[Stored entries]
=-=-=

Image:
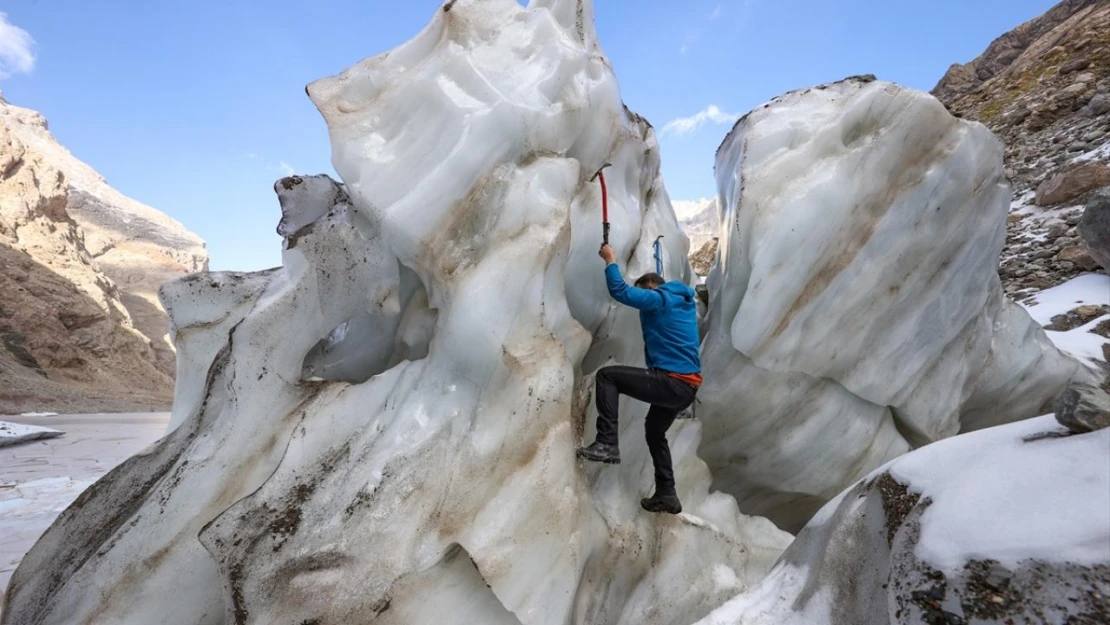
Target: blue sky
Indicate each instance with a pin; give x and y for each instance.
(197, 107)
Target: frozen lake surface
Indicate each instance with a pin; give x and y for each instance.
(39, 480)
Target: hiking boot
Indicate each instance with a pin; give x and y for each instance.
(668, 504)
(599, 452)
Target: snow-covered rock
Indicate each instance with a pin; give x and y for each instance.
(855, 309)
(1008, 525)
(16, 433)
(699, 220)
(441, 485)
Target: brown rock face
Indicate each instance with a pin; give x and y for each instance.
(69, 340)
(1036, 86)
(1072, 183)
(703, 259)
(1045, 89)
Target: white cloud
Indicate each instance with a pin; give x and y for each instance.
(712, 113)
(16, 54)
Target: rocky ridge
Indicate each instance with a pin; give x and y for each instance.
(80, 322)
(1045, 89)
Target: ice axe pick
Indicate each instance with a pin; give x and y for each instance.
(605, 202)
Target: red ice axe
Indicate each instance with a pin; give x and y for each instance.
(605, 202)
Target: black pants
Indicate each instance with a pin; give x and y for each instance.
(668, 397)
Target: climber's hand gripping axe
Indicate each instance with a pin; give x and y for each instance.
(605, 202)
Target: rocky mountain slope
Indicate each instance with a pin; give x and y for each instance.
(80, 321)
(1045, 89)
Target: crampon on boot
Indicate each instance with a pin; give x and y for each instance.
(668, 504)
(599, 452)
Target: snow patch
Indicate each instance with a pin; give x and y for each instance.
(16, 433)
(1047, 500)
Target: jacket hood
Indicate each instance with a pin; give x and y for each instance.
(677, 289)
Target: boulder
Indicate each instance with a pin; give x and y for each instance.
(866, 223)
(1072, 183)
(1079, 255)
(1005, 526)
(1078, 64)
(1095, 228)
(1083, 407)
(1098, 106)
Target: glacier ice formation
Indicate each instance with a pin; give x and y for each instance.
(383, 429)
(1007, 525)
(855, 308)
(396, 407)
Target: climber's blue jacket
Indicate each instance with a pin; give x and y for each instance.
(668, 316)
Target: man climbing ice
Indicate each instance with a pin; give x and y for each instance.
(668, 319)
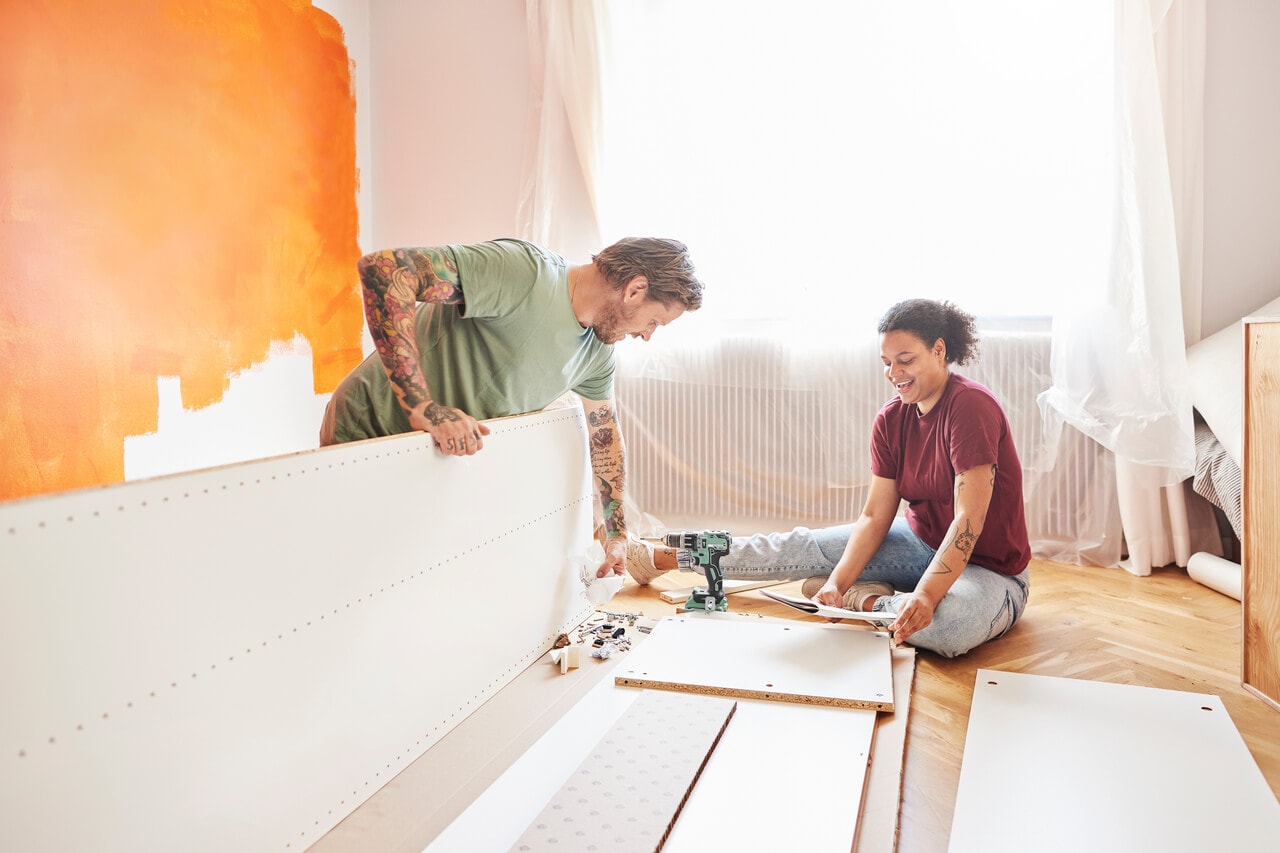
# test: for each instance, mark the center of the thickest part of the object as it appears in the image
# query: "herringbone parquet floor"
(1104, 624)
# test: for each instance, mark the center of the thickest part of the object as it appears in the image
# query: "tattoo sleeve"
(607, 466)
(393, 282)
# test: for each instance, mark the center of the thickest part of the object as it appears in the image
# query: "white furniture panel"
(236, 658)
(1054, 763)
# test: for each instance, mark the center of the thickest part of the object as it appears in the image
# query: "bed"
(1216, 370)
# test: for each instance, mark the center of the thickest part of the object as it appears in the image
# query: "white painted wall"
(449, 109)
(1242, 159)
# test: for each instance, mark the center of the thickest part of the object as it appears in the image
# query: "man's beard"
(609, 327)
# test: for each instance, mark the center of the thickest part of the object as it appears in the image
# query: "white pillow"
(1216, 368)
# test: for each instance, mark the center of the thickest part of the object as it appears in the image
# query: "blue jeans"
(982, 603)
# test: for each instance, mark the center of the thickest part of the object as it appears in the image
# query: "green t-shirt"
(513, 349)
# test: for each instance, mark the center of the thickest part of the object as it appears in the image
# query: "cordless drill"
(703, 550)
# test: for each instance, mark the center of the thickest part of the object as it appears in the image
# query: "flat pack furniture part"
(521, 746)
(627, 792)
(1054, 763)
(236, 658)
(804, 662)
(778, 763)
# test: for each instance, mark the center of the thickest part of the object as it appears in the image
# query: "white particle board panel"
(1054, 763)
(627, 792)
(236, 658)
(812, 664)
(782, 797)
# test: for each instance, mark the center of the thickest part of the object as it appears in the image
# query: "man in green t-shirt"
(466, 333)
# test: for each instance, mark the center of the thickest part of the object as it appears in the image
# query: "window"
(824, 160)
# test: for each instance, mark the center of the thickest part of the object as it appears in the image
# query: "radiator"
(753, 433)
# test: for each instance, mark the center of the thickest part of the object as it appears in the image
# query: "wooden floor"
(1102, 624)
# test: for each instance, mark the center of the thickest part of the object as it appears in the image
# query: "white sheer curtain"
(824, 160)
(1119, 341)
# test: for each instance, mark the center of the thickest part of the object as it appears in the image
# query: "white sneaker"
(856, 596)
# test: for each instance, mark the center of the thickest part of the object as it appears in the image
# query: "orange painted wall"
(177, 191)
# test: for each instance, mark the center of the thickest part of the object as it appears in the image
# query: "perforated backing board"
(804, 662)
(234, 658)
(627, 792)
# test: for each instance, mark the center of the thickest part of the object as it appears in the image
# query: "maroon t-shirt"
(922, 454)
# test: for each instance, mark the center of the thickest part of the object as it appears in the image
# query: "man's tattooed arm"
(607, 465)
(394, 281)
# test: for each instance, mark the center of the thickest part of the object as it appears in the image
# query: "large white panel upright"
(236, 658)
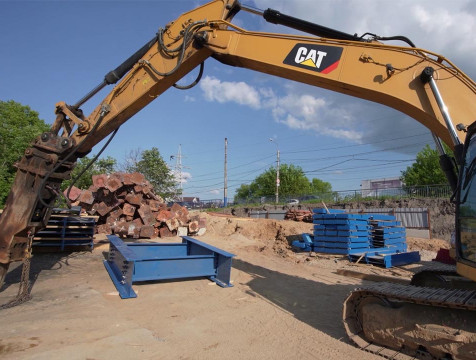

=-=-=

Copy the records shown above in their entirety and exactly; images are to be left out.

Image:
Target: blue sky
Indicate each instance with a pin; give x and y for each instance.
(197, 107)
Target: frozen lake surface
Indicate each instance with a pin; give x and y for each instance.
(39, 480)
Target: hiking boot
Indicate each instance with a pin; give x and y for each instance.
(668, 504)
(599, 452)
Target: snow-covered rock
Indicate each instance with a pin; give x and y for each instance.
(855, 309)
(1008, 525)
(16, 433)
(699, 220)
(441, 485)
Target: brown rock face
Indicate each instance with a pin; give x and y for each instance.
(69, 340)
(1036, 86)
(1072, 183)
(703, 259)
(1045, 89)
Target: white cloud
Indicate each instance with a pin; give x and y for each instance.
(712, 113)
(16, 54)
Target: rocky ridge
Indicate each instance with a pin; give x and y for each instance.
(80, 322)
(1045, 89)
Target: ice axe pick
Indicate each instance with a pin; give x and y for each instance.
(605, 202)
Target: red ice axe
Indicate each instance with a pin; give x and y for each instance.
(605, 202)
Target: black pants
Indicate each instance with a pin; give x and y for each instance.
(668, 397)
Target: climber's hand gripping axe
Indicate each instance with a pin; give x and y for each instance.
(605, 202)
Target: rocky mountain slope
Indicate each instance with a pin; give x and y for each instance.
(80, 321)
(1045, 89)
Target: crampon on boot
Indicate each instance with a pin; give x and y for each instance.
(668, 504)
(599, 452)
Target: snow patch
Indicate each instance with a pin; give x and y for each instance.
(16, 433)
(1047, 500)
Target: jacket hood
Indicate each instance with a pin; give x and y for each instance.
(677, 289)
Target: boulder
Indicate each instance with a pin; give x and y for each instance.
(866, 223)
(1072, 183)
(1079, 255)
(1005, 526)
(1078, 64)
(1095, 228)
(1083, 407)
(1098, 106)
Target: glacier ice formation
Indicate each instance with a pin; give x and y for each instance.
(383, 429)
(1007, 525)
(855, 308)
(396, 407)
Target: climber's blue jacket
Indicate each instance with a pin; give x and y for each instance.
(668, 316)
Target: man climbing ice
Indicate each instance with a pin; give x and y for each instance.
(668, 319)
# test: for each instance, mark the center of the thickest part of the object as it appears in the image
# query: "herringbone parquet floor"
(1104, 624)
# test: for each instance, mark the center of the thickest part of the object as it appears in the image
# query: "tattoo sleeve"
(607, 466)
(393, 282)
# test: for each instance, mark the center of the thickest part of the object as it appears in the image
# query: "white furniture panel"
(236, 658)
(1054, 763)
# test: for each instance, mark the center of the thickest part of the object as it appears in the image
# query: "bed"
(1216, 370)
# test: for each instance, mark the center of the thickest part of the object as it appears in the image
# query: "white painted wall"
(449, 109)
(1242, 159)
# test: for each instance, mark the center of the thickest part of the object as it appears in the image
# query: "man's beard"
(609, 327)
# test: for each instance, mark the center of the thickest part of the object as it appears in the image
# query: "white pillow"
(1216, 368)
# test: for each instance, mark the center of the thickest part of the object as it appears in the image
# query: "blue jeans"
(982, 603)
# test: for each instance, mark the center of the thickest part of the object as it appears in the image
# query: "green t-shirt"
(513, 349)
# test: for each instance, mark the center of the thickest part of the object as it appears in the image
# query: "cordless drill"
(703, 550)
# test: for each instance, mark the center of the thickest part of the object as it appears in the image
# query: "flat pack furniture part"
(521, 746)
(627, 792)
(1054, 763)
(236, 658)
(804, 662)
(778, 763)
# test: for each instance, mark the center of the thickest part of the object as it appears in the image
# query: "white particle board panel"
(1054, 763)
(627, 792)
(236, 658)
(812, 664)
(782, 797)
# test: for each instance, mark the center of the thickest part of the object as it appears in the image
# query: "man in green t-shirt"
(466, 333)
# test: for each instance, mark the center of the thickest part of the object as it appears in the image
# query: "window"
(824, 160)
# test: for each instance, mark the center of the thickest part of the object as it appears in the image
# query: "radiator"
(753, 433)
# test: for each instance, mark the center of the thickest part of the object as it appears in the image
# query: "wooden floor"
(1102, 624)
# test: for each instance, mark the center of the thickest part of the object as it appears in the image
# query: "white sheer curtain"
(824, 160)
(1119, 341)
# test: for each instance, mark the center of the thickest part of the object as it appears in the image
# query: "white sneaker"
(856, 596)
# test: for each instance, mark the center of the thickest part of the object as it appears in the image
# query: "orange painted wall"
(177, 191)
# test: for each instance, mark the center of the thickest part of the object as it appears in the image
# query: "perforated backing board"
(804, 662)
(234, 658)
(627, 792)
# test: for each instance, mark the center of the thickest part of the object as it appears in the image
# query: "maroon t-shirt"
(922, 454)
# test: for each instance, mark the center of the thickest part of the object as it appears in the image
# query: "man's tattooed arm"
(607, 465)
(394, 281)
# test: for each instance, mark the center of the thickest part of the object as it appears in the image
# query: "large white panel upright"
(236, 658)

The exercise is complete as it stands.